++++ GIVEN RECORDS ++++

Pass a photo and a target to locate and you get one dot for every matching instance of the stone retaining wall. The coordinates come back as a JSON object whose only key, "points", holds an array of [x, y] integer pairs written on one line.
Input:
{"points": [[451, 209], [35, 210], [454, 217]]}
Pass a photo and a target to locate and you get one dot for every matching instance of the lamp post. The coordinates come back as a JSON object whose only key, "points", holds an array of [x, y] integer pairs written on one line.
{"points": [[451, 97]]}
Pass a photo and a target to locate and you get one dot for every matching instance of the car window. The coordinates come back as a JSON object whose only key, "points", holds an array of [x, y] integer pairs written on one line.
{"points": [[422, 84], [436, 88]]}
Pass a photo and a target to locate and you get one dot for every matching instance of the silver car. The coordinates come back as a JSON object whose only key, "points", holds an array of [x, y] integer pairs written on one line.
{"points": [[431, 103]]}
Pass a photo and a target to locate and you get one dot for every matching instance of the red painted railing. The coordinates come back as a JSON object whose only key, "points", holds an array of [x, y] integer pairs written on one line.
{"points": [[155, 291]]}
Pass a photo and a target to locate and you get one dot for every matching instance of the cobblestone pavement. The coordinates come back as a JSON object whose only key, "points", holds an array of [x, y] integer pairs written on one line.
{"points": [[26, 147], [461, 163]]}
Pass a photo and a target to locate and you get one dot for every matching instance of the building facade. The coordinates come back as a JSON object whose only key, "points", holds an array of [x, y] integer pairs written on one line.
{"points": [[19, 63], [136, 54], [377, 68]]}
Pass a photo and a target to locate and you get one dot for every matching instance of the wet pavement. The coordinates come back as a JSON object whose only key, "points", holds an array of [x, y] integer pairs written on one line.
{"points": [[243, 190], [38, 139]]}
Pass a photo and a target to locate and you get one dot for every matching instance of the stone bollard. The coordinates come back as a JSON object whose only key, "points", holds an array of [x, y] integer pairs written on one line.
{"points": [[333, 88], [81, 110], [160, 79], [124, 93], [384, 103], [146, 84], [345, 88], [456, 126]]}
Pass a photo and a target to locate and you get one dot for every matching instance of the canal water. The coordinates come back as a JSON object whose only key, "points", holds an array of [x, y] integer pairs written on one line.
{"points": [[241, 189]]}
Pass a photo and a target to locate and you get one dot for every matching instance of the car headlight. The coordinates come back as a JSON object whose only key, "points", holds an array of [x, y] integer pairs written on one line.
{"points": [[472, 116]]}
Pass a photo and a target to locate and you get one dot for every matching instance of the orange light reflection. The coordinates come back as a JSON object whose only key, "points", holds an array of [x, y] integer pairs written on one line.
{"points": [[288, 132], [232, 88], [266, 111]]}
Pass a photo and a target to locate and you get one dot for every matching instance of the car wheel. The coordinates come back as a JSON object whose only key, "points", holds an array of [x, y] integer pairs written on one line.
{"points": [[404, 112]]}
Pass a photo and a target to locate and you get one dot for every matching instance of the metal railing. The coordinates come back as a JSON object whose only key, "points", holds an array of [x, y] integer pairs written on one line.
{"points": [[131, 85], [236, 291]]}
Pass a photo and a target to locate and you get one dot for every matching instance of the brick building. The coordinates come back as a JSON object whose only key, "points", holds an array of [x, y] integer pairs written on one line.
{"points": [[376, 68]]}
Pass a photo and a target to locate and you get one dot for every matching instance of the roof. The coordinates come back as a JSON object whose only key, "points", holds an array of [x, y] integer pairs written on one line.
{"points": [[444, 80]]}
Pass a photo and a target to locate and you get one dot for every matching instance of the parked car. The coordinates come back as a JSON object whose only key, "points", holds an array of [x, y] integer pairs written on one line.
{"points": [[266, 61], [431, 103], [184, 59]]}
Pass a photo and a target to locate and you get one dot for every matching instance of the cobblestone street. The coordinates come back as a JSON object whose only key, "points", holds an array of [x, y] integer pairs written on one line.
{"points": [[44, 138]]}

++++

* [TASK REQUIREMENTS]
Rewrite the stretch of the records above from the line containing "of the metal" through the end, including the requests. Multiply every coordinate in the answers by 1.55 and round to whole numbers, with halves rounding up.

* [WRITTEN RESPONSE]
Pass a photo and a target to locate and you get one dot for every matching instance of the metal railing. The coordinates come back as a JSON object whose only key, "points", holds an array of [x, y] integer pairs written on one line.
{"points": [[203, 132], [366, 451]]}
Pass a photo and a target to locate and you get one dot for every matching instance of the brick building. The coordinates come back as a JSON object whose only key, "points", holds an array of [x, y] integer pairs written on one line.
{"points": [[583, 105]]}
Pass a photo and a target to locate and you get one dot for every matching instance of the roof. The coordinates come back as a JSON object whose only key, "points", holds an array of [x, y] integer pairs written on one line.
{"points": [[688, 124]]}
Pass a photo and a target to locate and you get one dot for every matching instance of the parked car. The coordinates come back as a JSON object whose only key, "points", holds an array of [x, y] integer pairs written on one line.
{"points": [[412, 95], [668, 160], [285, 91]]}
Pass a photo and a target to locate and you get one dot for every matching instance of the cobblestone street. The coordinates come back as a JSON object whose only key, "points", holds an array of [x, y] integer pairs written on one line.
{"points": [[68, 214]]}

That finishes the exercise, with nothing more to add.